*** Text provided ***

# Bragg/Rave on Balen- only you guys would understand, lol and a BIG thanks!



## PatchonGSD (Jun 27, 2012)

I just have to bragg and rave a little on Balen.

We have been having some really great training sessions these last couple days, and today was the best so far but first I have to say *thank you* to everyone who has answered my training questions and given me advice and support. I must say, the "clicker" has made a world of difference and I love using it and since I started using more positive reinforcement for the behaviors that I do want, and stopped "correcting" when I dont get exactly what I want, he has become so much more enthusiastic about our smaller training sessions. 

His sits and downs are so fast and snappy, and he rarely breaks eye contact with me (unless I drop a treat lol) When I put him in a down/stay or sit/stay (we are phasing out the word "stay" now too,) I can walk all the way across my yard and down my driveway and when I call him to come, he hauls butt and comes to sliding stop right in front of me, keeping eye contact the whole time. We've been working on the "heel" from that position, and he's gotten pretty good in just two sessions. 


We've also been building "toy" drive. Thanks Magwart for your story about the kitchen towel, it gave me the idea to use an old sweater instead of a tug toy to start out, and we went from there. Now he loves his tug so much that I can use it to reward the end of a training session. 


He has blossomed and changed so much in the last week or so, (aside from tasting my furniture ) he's like a new dog compared to when he first came to me. It makes me so happy to see him so happy and excited for the simple things. I love now that I see a constantly wagging tail, instead of it being down or tucked and perky, alert ears instead of them being back against his head all the time.

***

In the forum post about Balen, what did the poster use in place of a tug toy when starting to build toy drive?

*** Listing ***

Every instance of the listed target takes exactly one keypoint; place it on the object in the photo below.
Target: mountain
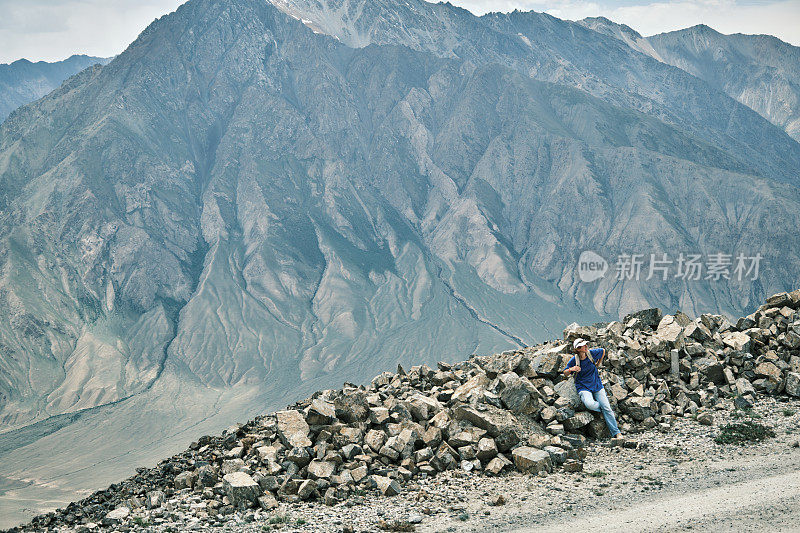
(258, 200)
(22, 81)
(760, 71)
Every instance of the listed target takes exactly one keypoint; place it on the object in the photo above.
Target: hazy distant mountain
(22, 82)
(760, 71)
(254, 202)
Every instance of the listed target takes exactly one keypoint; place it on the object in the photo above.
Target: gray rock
(293, 429)
(532, 460)
(793, 384)
(241, 489)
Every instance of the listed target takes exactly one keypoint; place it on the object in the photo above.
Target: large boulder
(351, 407)
(293, 429)
(320, 412)
(518, 394)
(474, 385)
(549, 361)
(499, 423)
(638, 407)
(533, 460)
(737, 340)
(242, 490)
(566, 389)
(648, 318)
(793, 384)
(578, 421)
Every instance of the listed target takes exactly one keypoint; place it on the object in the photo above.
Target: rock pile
(489, 414)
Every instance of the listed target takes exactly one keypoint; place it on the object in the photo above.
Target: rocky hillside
(760, 71)
(488, 415)
(23, 81)
(256, 200)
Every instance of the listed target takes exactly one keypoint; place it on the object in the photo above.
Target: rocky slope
(22, 81)
(490, 414)
(759, 71)
(244, 207)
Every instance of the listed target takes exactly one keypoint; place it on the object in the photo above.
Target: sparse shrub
(743, 433)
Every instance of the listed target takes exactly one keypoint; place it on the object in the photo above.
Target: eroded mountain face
(760, 71)
(245, 199)
(22, 81)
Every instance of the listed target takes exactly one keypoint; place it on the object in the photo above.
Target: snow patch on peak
(336, 19)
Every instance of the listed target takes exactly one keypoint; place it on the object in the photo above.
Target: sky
(52, 30)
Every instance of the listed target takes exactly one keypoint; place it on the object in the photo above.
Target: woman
(588, 384)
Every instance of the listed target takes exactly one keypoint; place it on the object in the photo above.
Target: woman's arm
(600, 361)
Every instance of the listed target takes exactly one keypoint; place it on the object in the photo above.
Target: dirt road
(681, 481)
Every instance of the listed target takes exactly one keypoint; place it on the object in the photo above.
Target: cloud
(781, 19)
(52, 30)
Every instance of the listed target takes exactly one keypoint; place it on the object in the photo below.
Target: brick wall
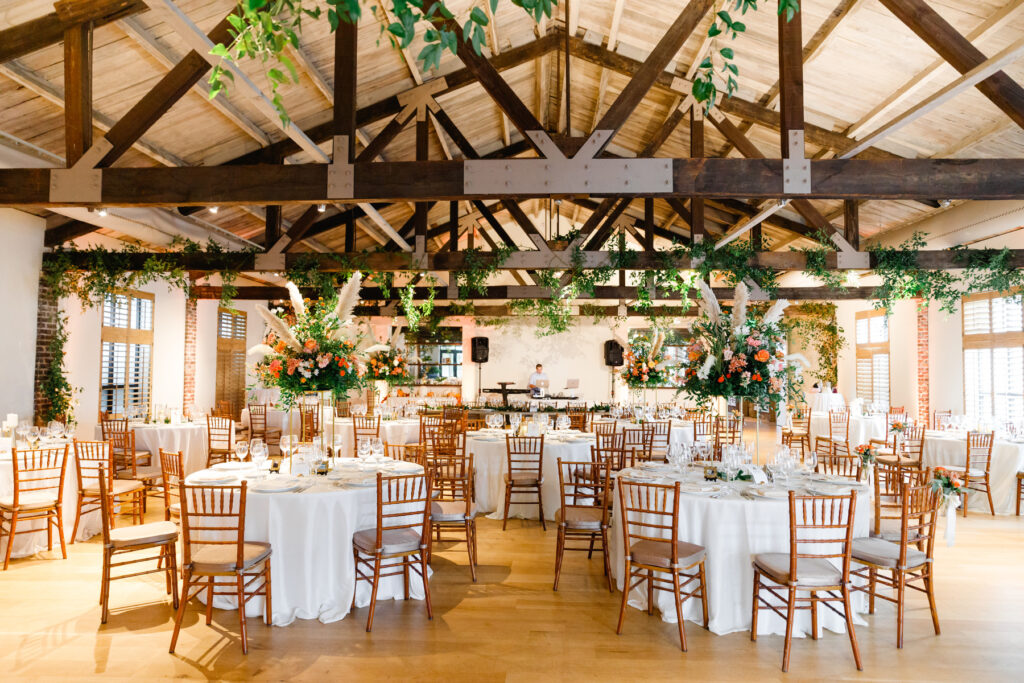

***

Result for this exercise:
An old sweater